**PROBLEM DETAILS**
Write out the listing below word for word, keeping every line unchanged.
═══ EXERCISE DATA
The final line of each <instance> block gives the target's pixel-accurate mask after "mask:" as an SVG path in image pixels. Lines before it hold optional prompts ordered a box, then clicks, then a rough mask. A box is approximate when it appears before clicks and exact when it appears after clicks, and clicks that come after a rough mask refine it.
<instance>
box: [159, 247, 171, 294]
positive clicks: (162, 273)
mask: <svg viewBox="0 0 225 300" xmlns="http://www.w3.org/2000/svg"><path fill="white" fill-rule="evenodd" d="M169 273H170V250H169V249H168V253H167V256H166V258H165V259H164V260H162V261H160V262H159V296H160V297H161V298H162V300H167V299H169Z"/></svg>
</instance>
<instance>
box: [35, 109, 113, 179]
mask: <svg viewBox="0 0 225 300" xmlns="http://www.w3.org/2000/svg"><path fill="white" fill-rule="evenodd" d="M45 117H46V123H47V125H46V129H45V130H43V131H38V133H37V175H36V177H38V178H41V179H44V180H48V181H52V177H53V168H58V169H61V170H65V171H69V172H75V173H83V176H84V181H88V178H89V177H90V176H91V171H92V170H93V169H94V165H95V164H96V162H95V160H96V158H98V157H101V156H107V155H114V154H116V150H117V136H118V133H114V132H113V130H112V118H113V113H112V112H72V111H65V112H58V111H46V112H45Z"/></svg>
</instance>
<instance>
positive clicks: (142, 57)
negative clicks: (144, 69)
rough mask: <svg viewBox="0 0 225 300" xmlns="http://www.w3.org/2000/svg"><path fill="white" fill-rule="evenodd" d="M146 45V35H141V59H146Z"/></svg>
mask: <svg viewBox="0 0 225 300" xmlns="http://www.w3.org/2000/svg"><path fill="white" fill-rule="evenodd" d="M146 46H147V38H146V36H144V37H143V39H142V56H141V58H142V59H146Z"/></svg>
══════
**SOLUTION**
The final line of each <instance> block gives the target's pixel-accurate mask after "mask:" as an SVG path in image pixels. Lines before it hold optional prompts ordered a box, then clicks, then a rough mask. A box is approximate when it appears before clicks and exact when it appears after clicks, and clicks that come after a rough mask refine it.
<instance>
box: [159, 247, 171, 294]
positive clicks: (162, 273)
mask: <svg viewBox="0 0 225 300" xmlns="http://www.w3.org/2000/svg"><path fill="white" fill-rule="evenodd" d="M169 273H170V250H169V249H168V253H167V256H166V258H165V259H164V260H162V261H160V262H159V296H160V297H161V298H162V300H167V299H169Z"/></svg>
</instance>
<instance>
box: [35, 109, 113, 179]
mask: <svg viewBox="0 0 225 300" xmlns="http://www.w3.org/2000/svg"><path fill="white" fill-rule="evenodd" d="M45 117H46V123H47V125H46V129H45V130H43V131H38V133H37V175H36V177H38V178H41V179H44V180H48V181H52V177H53V168H58V169H61V170H65V171H69V172H75V173H83V176H84V181H88V178H89V177H90V176H91V171H92V170H93V169H94V165H95V164H96V162H95V160H96V158H98V157H101V156H107V155H114V154H116V150H117V136H118V133H114V132H113V130H112V118H113V113H112V112H72V111H65V112H58V111H46V112H45Z"/></svg>
</instance>
<instance>
positive clicks: (142, 57)
negative clicks: (144, 69)
rough mask: <svg viewBox="0 0 225 300" xmlns="http://www.w3.org/2000/svg"><path fill="white" fill-rule="evenodd" d="M146 45V35H141V59H146Z"/></svg>
mask: <svg viewBox="0 0 225 300" xmlns="http://www.w3.org/2000/svg"><path fill="white" fill-rule="evenodd" d="M146 46H147V38H146V36H144V37H143V39H142V56H141V58H142V59H146Z"/></svg>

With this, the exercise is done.